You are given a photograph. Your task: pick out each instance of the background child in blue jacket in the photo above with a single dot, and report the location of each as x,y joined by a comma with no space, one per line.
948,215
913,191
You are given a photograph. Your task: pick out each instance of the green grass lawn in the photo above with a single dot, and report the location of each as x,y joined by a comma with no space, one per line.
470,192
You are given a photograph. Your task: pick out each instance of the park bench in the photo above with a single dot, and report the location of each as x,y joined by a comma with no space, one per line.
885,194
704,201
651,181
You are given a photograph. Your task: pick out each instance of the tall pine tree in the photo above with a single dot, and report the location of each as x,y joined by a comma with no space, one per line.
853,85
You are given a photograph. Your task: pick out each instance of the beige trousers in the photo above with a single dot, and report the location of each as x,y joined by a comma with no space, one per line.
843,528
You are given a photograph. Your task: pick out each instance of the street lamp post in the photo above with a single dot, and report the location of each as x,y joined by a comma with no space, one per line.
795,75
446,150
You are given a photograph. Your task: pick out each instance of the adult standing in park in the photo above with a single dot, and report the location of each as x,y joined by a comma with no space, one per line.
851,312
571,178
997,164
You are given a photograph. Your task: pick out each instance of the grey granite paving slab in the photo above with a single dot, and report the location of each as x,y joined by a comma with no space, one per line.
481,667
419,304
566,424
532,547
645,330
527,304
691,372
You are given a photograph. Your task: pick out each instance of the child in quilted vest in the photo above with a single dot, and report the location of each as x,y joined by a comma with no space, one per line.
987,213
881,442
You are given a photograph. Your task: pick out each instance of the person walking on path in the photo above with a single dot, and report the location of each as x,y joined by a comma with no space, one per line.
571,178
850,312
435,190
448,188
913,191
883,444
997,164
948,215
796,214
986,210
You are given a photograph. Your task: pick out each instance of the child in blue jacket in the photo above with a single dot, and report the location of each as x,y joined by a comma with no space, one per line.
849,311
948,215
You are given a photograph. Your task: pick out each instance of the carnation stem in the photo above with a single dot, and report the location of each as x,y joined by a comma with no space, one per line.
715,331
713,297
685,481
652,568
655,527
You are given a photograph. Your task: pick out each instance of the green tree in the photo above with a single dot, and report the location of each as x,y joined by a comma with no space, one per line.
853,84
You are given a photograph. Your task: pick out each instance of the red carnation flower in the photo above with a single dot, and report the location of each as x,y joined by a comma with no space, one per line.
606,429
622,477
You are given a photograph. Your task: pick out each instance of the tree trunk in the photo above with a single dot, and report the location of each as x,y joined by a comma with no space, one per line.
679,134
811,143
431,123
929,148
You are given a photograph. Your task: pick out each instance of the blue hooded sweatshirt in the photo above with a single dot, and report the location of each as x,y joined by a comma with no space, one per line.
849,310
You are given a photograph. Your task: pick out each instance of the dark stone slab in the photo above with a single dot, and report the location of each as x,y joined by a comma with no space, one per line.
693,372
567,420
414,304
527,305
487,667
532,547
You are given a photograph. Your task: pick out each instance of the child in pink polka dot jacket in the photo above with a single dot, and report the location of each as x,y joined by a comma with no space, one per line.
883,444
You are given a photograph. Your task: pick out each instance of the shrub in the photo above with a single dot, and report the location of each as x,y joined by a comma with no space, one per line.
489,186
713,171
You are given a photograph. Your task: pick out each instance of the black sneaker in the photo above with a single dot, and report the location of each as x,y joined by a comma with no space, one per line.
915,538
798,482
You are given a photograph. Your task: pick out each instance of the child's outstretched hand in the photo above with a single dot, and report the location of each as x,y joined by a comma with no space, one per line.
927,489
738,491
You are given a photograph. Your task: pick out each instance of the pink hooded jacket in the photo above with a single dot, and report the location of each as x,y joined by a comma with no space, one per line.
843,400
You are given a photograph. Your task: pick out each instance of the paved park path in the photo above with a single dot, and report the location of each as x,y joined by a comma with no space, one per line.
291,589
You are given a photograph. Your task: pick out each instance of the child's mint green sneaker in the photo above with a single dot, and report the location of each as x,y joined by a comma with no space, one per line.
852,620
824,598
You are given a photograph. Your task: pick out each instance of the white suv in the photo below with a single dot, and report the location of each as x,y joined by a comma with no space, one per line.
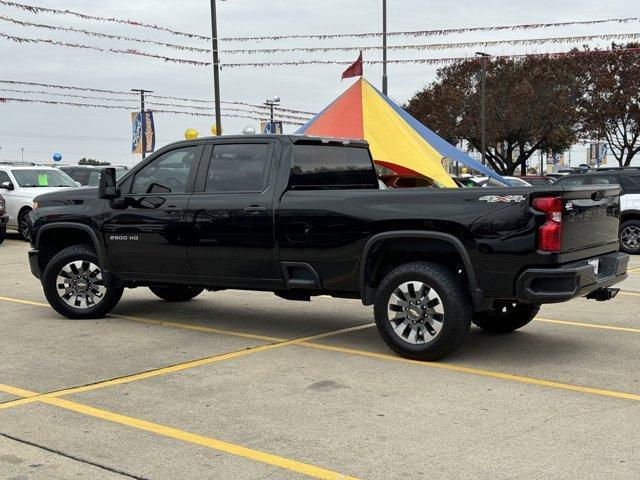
20,184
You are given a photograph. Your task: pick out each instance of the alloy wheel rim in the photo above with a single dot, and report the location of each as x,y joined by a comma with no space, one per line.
630,237
79,284
416,313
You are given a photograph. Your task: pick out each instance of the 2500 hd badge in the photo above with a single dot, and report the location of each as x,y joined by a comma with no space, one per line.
124,237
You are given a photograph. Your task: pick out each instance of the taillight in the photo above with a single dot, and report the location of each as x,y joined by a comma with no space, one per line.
550,234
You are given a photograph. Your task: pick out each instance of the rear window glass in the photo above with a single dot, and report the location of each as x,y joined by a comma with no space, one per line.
327,166
571,181
630,183
604,181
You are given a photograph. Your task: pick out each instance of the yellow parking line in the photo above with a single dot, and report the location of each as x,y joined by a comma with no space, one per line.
165,370
188,437
476,371
307,343
588,325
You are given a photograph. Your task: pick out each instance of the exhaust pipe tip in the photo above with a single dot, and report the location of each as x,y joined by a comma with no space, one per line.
603,294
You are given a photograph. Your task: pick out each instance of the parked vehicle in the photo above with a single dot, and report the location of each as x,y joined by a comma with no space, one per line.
409,181
302,216
629,180
87,175
537,180
20,184
4,218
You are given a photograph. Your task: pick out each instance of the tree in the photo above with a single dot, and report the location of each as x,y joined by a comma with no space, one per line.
531,105
610,106
92,161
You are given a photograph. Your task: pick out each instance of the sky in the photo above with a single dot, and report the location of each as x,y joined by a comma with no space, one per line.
105,135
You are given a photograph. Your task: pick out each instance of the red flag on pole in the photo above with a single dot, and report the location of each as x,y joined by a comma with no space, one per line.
355,69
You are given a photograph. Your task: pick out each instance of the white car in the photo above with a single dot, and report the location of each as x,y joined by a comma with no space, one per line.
20,184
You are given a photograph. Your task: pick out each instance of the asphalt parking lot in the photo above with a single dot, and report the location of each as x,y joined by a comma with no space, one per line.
246,385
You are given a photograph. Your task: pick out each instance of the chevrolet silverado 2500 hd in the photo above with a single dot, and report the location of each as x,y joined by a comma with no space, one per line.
302,216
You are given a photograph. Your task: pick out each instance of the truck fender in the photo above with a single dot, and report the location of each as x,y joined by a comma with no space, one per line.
97,245
367,293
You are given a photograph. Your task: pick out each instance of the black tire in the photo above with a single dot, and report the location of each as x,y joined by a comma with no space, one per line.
77,253
505,317
24,227
177,293
457,311
630,237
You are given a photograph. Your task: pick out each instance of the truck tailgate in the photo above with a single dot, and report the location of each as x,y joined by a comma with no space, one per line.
590,216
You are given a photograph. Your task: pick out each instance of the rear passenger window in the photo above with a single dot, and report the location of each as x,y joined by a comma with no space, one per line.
167,173
238,168
604,181
326,166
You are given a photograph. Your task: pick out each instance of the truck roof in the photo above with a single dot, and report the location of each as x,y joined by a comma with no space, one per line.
292,139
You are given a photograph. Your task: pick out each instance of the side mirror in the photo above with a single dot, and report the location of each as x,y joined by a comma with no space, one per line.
107,189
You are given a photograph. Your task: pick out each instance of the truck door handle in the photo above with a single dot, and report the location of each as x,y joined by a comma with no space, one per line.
254,208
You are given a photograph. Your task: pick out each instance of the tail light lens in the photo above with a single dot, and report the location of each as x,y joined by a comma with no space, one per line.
550,234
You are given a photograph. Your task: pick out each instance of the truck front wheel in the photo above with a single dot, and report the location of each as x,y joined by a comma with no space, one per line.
74,286
176,293
423,311
505,317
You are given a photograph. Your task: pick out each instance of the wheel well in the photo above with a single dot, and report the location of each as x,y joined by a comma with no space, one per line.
388,254
55,240
24,209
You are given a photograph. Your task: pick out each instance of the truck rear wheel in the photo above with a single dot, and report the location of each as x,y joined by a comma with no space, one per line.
74,286
505,317
177,293
422,311
630,236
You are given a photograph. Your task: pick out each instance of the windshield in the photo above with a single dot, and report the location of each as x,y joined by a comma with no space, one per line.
42,178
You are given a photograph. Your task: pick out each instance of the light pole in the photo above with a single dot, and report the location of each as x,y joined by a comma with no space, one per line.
272,102
143,127
216,67
483,117
384,47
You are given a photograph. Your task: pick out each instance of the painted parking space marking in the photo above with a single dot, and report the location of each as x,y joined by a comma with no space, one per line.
481,372
588,325
184,436
29,398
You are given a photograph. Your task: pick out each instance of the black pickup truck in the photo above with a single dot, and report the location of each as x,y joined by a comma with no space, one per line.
302,216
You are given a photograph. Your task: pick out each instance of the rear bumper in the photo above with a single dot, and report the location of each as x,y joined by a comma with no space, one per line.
547,285
33,263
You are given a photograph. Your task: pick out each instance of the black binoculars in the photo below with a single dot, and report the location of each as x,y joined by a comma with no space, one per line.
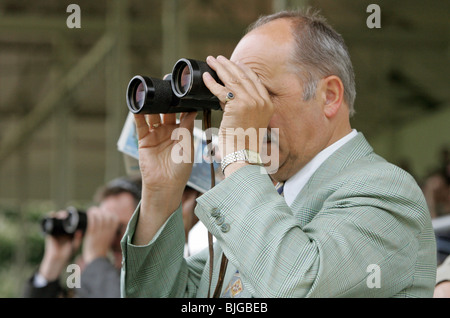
181,91
75,220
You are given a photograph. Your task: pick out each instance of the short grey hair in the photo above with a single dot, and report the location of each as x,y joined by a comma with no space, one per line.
319,52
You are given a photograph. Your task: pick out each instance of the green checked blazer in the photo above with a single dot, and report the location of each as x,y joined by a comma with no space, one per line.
356,213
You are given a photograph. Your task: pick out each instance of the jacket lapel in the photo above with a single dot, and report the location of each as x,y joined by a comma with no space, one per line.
310,200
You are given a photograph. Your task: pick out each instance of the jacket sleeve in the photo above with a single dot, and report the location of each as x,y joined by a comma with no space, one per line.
358,224
100,279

Activity:
Output a verbatim copy of the lines from the line containing "the black binoculars" through the end of the data, both included, without any images.

Task output:
You are given a photograph. Your task: pick out each instance of the black binoculars in the photo below with a single dot, and report the location of each as x,y joined by a comma with no space, one per line.
181,91
75,220
You are given a photograph. Your task: pick out each instance of the short grey hair in the photo above with a single dot, and report the location of each as x,y joined by a comma with no space, one per line.
319,52
You are given a photograph. Your task: pick out each instance of the green checked blazer in the photo above with a single dot, and report the location of each as x,y joined by a comma with no space, one per line.
356,213
You are given a photograph. Your task: pick out each instance of the jacket lapel in the photo above with a single dot, and report the location of each as x,y joined by a comma with no space, one per line.
310,200
You are given a photograph. Your task: pick out each instance of the jacket sleeve in the photo above with a single dot, and report the location of each as x,y joined by a comma with no space, one per line.
358,224
100,279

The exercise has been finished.